* **Problem details**: Quote all of the material below word for word, keeping every line in its original order.

* **Data rows**:
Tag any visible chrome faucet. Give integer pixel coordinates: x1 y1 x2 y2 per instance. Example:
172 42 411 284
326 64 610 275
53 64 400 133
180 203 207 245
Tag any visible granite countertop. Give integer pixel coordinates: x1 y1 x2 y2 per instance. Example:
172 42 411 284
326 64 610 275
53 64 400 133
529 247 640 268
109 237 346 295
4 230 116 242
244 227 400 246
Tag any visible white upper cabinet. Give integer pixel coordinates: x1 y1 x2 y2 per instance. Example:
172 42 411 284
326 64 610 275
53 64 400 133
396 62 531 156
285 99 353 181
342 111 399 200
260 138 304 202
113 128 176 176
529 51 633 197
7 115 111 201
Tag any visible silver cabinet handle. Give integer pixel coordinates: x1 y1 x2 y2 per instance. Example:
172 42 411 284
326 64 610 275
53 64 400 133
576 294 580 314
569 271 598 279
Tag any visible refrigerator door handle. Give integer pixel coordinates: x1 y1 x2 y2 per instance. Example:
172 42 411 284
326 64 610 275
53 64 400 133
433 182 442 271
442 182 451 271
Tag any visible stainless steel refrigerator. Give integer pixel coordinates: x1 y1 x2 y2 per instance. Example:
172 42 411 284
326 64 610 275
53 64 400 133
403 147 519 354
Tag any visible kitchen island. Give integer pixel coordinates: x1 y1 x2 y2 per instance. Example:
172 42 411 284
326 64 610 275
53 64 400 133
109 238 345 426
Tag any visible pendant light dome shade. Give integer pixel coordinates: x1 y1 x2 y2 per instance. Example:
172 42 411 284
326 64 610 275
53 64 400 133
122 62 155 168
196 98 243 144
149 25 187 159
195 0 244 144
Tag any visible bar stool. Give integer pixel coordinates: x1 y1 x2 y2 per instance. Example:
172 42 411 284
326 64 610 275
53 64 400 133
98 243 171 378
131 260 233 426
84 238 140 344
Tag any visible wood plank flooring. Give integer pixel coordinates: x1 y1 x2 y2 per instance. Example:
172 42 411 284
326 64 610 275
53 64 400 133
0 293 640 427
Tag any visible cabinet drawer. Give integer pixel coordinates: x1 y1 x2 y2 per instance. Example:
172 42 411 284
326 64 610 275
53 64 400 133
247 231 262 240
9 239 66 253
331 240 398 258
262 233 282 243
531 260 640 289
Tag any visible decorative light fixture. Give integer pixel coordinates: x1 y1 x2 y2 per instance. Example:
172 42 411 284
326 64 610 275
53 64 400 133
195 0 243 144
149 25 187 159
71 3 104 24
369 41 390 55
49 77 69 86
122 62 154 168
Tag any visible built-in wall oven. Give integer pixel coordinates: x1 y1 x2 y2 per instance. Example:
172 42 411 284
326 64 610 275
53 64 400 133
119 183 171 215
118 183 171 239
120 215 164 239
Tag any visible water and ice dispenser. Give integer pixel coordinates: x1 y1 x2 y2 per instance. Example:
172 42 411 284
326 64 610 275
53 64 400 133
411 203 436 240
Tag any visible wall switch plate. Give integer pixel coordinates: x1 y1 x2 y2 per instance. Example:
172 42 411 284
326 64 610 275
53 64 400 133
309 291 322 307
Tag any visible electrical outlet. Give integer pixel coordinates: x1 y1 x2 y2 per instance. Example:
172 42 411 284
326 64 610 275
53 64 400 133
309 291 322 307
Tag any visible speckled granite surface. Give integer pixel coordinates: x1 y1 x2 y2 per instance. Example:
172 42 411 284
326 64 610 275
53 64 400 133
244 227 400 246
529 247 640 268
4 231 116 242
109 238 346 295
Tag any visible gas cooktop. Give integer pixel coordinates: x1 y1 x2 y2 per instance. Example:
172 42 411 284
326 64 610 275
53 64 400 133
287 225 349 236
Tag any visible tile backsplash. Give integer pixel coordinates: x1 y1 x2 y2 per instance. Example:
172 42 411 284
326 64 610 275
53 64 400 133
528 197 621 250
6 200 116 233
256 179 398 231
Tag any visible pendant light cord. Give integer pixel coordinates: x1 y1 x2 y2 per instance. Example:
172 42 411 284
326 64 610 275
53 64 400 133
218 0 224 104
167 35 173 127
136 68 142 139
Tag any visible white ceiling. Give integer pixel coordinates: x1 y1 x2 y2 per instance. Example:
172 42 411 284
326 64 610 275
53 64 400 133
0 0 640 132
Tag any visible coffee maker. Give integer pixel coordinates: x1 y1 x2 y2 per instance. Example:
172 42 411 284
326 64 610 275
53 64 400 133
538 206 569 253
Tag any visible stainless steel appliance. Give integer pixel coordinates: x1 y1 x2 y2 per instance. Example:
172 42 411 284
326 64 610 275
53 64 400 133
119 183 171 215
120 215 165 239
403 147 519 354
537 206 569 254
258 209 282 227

* **Response for this exercise**:
Tag any visible chrome faucet. Give integer pixel coordinates: x1 y1 x2 y2 per instance. Example:
172 42 411 284
326 64 610 275
53 64 400 133
180 203 207 245
Tag any visible granite countertop. Give integer pixel coordinates: x1 y1 x2 y2 per instance. Example:
172 42 411 284
326 64 610 275
53 64 400 133
529 247 640 268
109 237 346 295
4 230 116 242
244 227 400 246
Tag any visible white upper cabinet. Give integer pixel coordinates: x1 y1 x2 y2 per instance. Example:
172 42 411 284
326 64 610 275
53 64 400 133
396 62 531 156
285 99 353 181
342 111 399 200
260 138 304 202
113 128 176 176
529 51 633 197
7 115 111 201
Tag any visible silver cabinet handle. Give integer pixel coordinates: x1 y1 x2 y2 per instance. Example:
172 42 411 284
326 64 610 275
53 64 400 133
576 294 580 314
569 271 598 279
Tag any visible refrigerator door handle. Give integer pixel coordinates: x1 y1 x2 y2 per instance. Example:
172 42 411 284
326 64 610 275
53 64 400 133
433 182 442 271
442 182 451 271
Tag any visible stainless steel refrigerator. Give integer pixel coordinates: x1 y1 x2 y2 per instance. Example:
172 42 411 284
326 64 610 275
53 64 400 133
403 147 519 354
Tag any visible kitchen island. Give integer pixel coordinates: x1 y1 x2 y2 per instance. Example:
172 42 411 284
326 64 610 275
53 64 400 133
109 238 345 426
Tag any visible pendant light dome shade. Give integer pixel coordinates: x1 y1 x2 y2 per instance. Example:
172 42 411 284
326 64 610 275
53 64 400 133
122 62 155 168
196 98 243 144
149 25 187 159
195 0 244 144
Tag any visible bar stool. Give integer pixel coordinates: x1 y1 x2 y2 per instance. Example:
172 42 411 284
326 64 610 275
53 64 400 133
98 243 171 378
131 260 233 426
84 238 140 344
Tag any visible wood plank flooring. Give integer pixel coordinates: x1 y1 x2 y2 per instance. Example:
172 42 411 284
326 64 610 275
53 64 400 133
0 293 640 427
Tag any visible cabinet drawer. Give integer pixel coordinates: x1 y1 x2 y2 per instance. Example:
172 42 411 284
326 64 610 275
53 64 400 133
247 231 262 240
9 239 66 253
331 240 398 258
262 233 282 243
531 260 640 289
Tag any visible decorative light fixture. Give integer pixel coordinates: x1 y1 x2 y2 per instance. Example:
172 42 411 284
326 64 610 275
53 64 400 133
195 0 243 144
149 25 187 159
71 3 104 24
369 41 390 55
49 77 69 86
122 62 154 168
Tag any visible built-in wall oven. Give integer pixel coordinates: x1 y1 x2 y2 per instance. Example:
172 42 411 284
326 64 610 275
53 64 400 133
119 183 171 215
118 183 171 239
120 215 164 239
Tag any visible water and ice dispenser. Give integer pixel coordinates: x1 y1 x2 y2 per instance. Example:
172 42 411 284
326 64 610 275
53 64 400 133
411 203 436 240
Tag any visible wall switch plate. Give integer pixel coordinates: x1 y1 x2 y2 per instance. Example:
172 42 411 284
326 64 610 275
53 64 400 133
309 291 322 307
Tag any visible electrical outlet. Give integer pixel coordinates: x1 y1 x2 y2 per instance. Example:
172 42 411 284
326 64 610 275
53 64 400 133
309 291 322 307
Tag any visible speckled granite surface. Give integer pixel coordinates: x1 y1 x2 y2 per instance. Example:
172 42 411 284
326 64 610 275
53 64 400 133
244 227 400 246
529 247 640 268
4 231 116 242
109 238 346 295
Tag any visible gas cooktop. Give integer pixel coordinates: x1 y1 x2 y2 per instance. Example:
172 42 411 284
326 64 610 275
53 64 400 133
287 225 349 236
Tag any visible tile backsplash. Give integer pixel coordinates: x1 y1 x2 y2 per instance. Example:
172 42 411 284
326 64 610 275
53 64 400 133
528 197 621 250
6 200 116 233
256 179 398 231
Tag any visible pendant light cord. Give integer pixel coordinates: x1 y1 x2 y2 per instance. Example:
172 42 411 284
326 64 610 275
53 64 400 133
218 0 224 104
167 35 173 127
136 68 142 139
Tag any visible white ceiling. Give integer pixel coordinates: x1 y1 x2 y2 per instance. Example:
172 42 411 284
326 64 610 275
53 64 400 133
0 0 640 132
Tag any visible coffee maker. Give integer pixel coordinates: x1 y1 x2 y2 per instance. Example:
172 42 411 284
326 64 610 275
53 64 400 133
538 206 569 253
Tag any visible stainless steel appliance. Give integer pixel coordinates: x1 y1 x2 y2 per instance. Example:
172 42 411 284
326 64 610 275
53 64 400 133
119 183 171 215
120 215 165 239
403 147 519 354
537 206 569 254
258 209 282 227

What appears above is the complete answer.